- [Stated problem 1]:
According to the webinar essay, what was missing from the event?

31. Sex, Power, & Feminine Sovereignty

Last weekend I attended a phenomenal three-day webinar focused on Women Evolving Our World: Feminine Sovereignty and the Right Use of Power. I have to admit that I was hesitant to join. I’d expected to encounter a fair bit of anti-male sentiment, time-worn rants against the patriarchy, and emotionally-inflated visions of grandeur.

Boy, was I wrong!

I was delighted to find a whole sisterhood of empowered, impassioned, big-hearted, open-minded, firmly grounded women moving well beyond such stagnant, stereotypical positions.

We did discuss the patriarchy. We did compare and contrast the masculine and the feminine ways of handling power (both having healthy and unhealthy manifestations), and we explored emotional topics (as well as a whole slew of other ones). But the encompassing attitude remained mature, honest, and responsible, emphasizing the reality of patriarchy’s toll on us as women while acknowledging its toll on men, too, as well as the planet. We focused everything on our own growth, healing, and purpose and held space for all to discover that right there in the context of the webinar.

I’ve never seen anything like it.

Yet, there was a piece missing. Not a thing about sex and sexuality!

Sexual Humanism tells me that these are key ingredients for success on any progressive path of societal transformation, due to the sexual counterpart of our social nature. And the platform showed me that there are indeed women who are bold, brave, smart, and willing to rock their own boat (I’ve been having my doubts as I’ve watched men become the most receptive audience for my book… One of the conclusions I reached in that book was that females must lead the movement of sexual enlightenment, so I need these kinds of women!).

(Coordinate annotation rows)
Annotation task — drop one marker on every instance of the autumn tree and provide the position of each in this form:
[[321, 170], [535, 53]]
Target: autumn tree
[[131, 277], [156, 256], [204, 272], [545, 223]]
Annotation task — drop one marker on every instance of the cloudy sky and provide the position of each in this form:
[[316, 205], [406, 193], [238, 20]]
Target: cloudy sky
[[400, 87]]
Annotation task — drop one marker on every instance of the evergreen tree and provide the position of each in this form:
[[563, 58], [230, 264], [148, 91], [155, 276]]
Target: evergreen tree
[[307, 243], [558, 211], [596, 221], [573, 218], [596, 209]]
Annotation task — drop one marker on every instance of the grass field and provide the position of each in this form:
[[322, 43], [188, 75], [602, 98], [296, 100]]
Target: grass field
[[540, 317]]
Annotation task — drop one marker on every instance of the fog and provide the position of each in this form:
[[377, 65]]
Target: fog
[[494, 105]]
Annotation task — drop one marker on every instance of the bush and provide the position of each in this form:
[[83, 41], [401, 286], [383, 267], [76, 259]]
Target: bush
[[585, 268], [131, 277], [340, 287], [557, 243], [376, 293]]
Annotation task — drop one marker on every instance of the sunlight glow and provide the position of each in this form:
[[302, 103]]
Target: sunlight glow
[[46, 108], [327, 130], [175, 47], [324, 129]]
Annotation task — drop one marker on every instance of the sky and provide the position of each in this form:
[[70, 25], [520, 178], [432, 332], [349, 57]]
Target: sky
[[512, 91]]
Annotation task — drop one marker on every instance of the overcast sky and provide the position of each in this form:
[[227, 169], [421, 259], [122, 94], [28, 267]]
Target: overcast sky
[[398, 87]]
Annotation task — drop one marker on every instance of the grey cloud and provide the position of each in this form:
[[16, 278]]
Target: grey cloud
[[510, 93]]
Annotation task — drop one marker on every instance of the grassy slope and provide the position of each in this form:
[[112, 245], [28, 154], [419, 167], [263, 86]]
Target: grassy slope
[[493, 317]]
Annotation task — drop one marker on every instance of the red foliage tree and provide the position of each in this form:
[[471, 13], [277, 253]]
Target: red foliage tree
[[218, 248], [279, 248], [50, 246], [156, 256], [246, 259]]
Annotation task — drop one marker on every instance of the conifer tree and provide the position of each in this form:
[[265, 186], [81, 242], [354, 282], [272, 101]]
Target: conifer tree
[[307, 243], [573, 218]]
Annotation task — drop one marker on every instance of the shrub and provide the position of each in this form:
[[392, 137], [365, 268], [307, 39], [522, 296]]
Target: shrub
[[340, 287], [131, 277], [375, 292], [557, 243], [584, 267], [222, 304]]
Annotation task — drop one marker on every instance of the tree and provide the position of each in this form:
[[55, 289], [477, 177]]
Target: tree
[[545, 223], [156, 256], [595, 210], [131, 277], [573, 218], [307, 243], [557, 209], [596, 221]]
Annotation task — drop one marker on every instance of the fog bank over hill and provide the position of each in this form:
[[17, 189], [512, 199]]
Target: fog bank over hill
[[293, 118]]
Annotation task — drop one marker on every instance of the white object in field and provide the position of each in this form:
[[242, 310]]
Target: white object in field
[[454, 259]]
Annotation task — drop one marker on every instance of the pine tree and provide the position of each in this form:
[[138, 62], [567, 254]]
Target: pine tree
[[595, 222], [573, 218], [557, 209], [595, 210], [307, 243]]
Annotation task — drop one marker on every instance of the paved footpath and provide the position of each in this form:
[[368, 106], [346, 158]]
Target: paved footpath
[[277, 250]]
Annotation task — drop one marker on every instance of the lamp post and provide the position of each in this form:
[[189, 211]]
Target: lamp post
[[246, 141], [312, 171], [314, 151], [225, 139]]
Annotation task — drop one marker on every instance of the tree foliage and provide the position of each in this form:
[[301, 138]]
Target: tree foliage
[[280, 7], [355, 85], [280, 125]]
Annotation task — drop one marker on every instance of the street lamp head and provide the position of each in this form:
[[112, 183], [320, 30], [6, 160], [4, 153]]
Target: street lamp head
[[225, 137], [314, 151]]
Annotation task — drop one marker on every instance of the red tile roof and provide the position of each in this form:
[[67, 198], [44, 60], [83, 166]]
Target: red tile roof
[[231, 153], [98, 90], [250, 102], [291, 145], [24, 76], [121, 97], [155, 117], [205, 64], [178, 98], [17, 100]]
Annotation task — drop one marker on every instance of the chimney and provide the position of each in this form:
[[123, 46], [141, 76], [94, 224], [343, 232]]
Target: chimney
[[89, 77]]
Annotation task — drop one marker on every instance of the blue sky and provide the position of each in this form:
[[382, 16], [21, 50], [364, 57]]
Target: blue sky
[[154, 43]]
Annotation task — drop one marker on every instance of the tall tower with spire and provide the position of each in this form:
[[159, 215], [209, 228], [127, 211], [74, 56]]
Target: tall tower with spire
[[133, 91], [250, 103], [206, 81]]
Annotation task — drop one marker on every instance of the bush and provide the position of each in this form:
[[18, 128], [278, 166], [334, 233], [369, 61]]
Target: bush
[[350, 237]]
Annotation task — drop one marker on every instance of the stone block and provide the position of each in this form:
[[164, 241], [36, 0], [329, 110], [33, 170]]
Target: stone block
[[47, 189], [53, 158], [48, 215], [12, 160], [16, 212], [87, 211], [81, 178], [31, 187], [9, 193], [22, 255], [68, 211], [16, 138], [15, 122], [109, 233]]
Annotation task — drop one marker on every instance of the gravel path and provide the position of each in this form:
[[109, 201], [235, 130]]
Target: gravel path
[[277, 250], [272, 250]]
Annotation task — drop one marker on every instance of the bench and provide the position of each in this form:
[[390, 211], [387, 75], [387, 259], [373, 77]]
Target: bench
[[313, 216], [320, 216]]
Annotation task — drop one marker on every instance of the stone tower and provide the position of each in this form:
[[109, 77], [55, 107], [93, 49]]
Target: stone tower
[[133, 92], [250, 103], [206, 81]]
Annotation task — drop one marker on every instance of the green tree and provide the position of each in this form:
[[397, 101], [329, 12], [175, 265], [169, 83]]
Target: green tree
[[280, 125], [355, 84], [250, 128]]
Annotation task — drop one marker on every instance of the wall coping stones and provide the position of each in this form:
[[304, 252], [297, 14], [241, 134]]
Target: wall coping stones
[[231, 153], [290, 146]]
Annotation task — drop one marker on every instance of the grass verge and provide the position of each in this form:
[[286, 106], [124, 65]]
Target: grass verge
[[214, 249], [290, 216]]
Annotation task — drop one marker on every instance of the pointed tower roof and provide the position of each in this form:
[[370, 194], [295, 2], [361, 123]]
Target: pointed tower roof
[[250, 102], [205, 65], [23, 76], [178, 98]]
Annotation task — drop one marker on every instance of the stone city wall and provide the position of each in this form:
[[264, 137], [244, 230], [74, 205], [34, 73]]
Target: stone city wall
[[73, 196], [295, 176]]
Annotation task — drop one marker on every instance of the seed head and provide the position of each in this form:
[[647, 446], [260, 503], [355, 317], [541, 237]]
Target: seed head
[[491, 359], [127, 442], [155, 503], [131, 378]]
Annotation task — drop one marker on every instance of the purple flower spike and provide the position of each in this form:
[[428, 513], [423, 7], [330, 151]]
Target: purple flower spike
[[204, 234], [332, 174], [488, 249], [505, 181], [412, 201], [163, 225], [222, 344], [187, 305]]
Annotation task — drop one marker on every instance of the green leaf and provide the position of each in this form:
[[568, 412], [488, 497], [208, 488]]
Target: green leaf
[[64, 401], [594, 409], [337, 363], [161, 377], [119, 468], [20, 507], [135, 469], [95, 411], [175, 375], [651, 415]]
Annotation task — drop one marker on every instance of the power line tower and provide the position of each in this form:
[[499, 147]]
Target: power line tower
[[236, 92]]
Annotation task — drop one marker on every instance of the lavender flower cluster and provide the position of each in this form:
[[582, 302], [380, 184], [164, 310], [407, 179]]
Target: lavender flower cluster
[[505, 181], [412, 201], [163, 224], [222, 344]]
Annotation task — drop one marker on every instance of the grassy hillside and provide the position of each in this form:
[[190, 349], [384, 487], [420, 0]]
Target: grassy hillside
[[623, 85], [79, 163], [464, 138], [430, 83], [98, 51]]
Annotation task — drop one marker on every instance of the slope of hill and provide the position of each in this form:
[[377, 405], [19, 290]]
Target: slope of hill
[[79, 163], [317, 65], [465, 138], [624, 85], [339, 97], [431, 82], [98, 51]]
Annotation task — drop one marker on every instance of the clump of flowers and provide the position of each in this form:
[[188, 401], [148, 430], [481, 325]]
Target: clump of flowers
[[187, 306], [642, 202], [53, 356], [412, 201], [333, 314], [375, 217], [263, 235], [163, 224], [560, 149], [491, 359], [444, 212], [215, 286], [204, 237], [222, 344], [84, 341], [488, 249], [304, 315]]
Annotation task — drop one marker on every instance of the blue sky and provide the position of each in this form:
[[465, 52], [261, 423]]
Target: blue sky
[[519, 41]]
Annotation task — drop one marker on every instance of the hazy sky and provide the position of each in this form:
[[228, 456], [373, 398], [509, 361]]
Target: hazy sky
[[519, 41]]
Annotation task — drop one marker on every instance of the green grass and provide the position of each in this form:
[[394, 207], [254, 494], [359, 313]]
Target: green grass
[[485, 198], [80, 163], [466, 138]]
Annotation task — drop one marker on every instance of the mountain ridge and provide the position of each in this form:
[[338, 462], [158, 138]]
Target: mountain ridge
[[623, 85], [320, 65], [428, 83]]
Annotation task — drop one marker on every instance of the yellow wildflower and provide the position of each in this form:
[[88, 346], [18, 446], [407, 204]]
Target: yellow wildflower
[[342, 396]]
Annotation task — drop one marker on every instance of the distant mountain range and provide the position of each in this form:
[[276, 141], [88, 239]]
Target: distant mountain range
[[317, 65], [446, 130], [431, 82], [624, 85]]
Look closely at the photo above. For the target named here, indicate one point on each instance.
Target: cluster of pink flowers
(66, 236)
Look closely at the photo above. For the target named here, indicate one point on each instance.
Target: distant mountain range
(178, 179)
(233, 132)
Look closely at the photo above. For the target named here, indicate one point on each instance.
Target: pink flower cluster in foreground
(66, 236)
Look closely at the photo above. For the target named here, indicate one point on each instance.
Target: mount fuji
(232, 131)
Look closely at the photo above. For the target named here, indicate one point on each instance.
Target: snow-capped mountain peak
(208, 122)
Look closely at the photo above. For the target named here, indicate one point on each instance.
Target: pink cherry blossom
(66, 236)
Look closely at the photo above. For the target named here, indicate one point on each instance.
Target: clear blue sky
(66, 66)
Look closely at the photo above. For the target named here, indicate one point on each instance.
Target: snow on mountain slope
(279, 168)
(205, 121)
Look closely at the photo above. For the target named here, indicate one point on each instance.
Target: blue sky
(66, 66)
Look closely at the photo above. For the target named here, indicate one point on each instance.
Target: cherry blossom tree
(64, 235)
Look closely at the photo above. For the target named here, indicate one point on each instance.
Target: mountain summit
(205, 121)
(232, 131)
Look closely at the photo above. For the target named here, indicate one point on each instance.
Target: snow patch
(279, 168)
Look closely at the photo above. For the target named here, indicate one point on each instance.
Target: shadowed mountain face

- [Stated problem 2]:
Convert the stretch of rows from the line containing "of the chimney" through the line containing "122], [109, 233]]" into a JSON list of strings, one string per line, leaving out blank lines.

- [Result 1]:
Anything about sex and sexuality.

- [Result 2]:
[
  "Annotation task — drop one marker on every instance of the chimney and provide the position of each in this form:",
  "[[123, 46], [141, 76], [94, 224], [343, 232]]",
  "Target: chimney",
  "[[89, 77]]",
  "Annotation task — drop one marker on every instance of the blue sky and provide the position of each in this form:",
  "[[382, 16], [21, 50], [364, 57]]",
  "Target: blue sky",
  "[[154, 43]]",
  "Annotation task — drop one marker on every instance of the tall tower with spire and provide the position of each in this form:",
  "[[159, 215], [209, 228], [127, 211], [74, 56]]",
  "Target: tall tower with spire",
  "[[133, 91], [250, 103], [206, 81]]",
  "Annotation task — drop one marker on every instance of the bush and provide the position of each in this form:",
  "[[18, 128], [278, 166], [334, 233], [369, 61]]",
  "Target: bush",
  "[[350, 237]]",
  "Annotation task — drop one marker on every instance of the stone block and provide the position of each in this form:",
  "[[164, 241], [36, 0], [329, 110], [33, 170]]",
  "Target: stone block",
  "[[47, 189], [53, 158], [48, 215], [12, 160], [16, 212], [87, 211], [81, 178], [31, 187], [9, 193], [22, 255], [68, 211], [16, 138], [15, 122], [109, 233]]"
]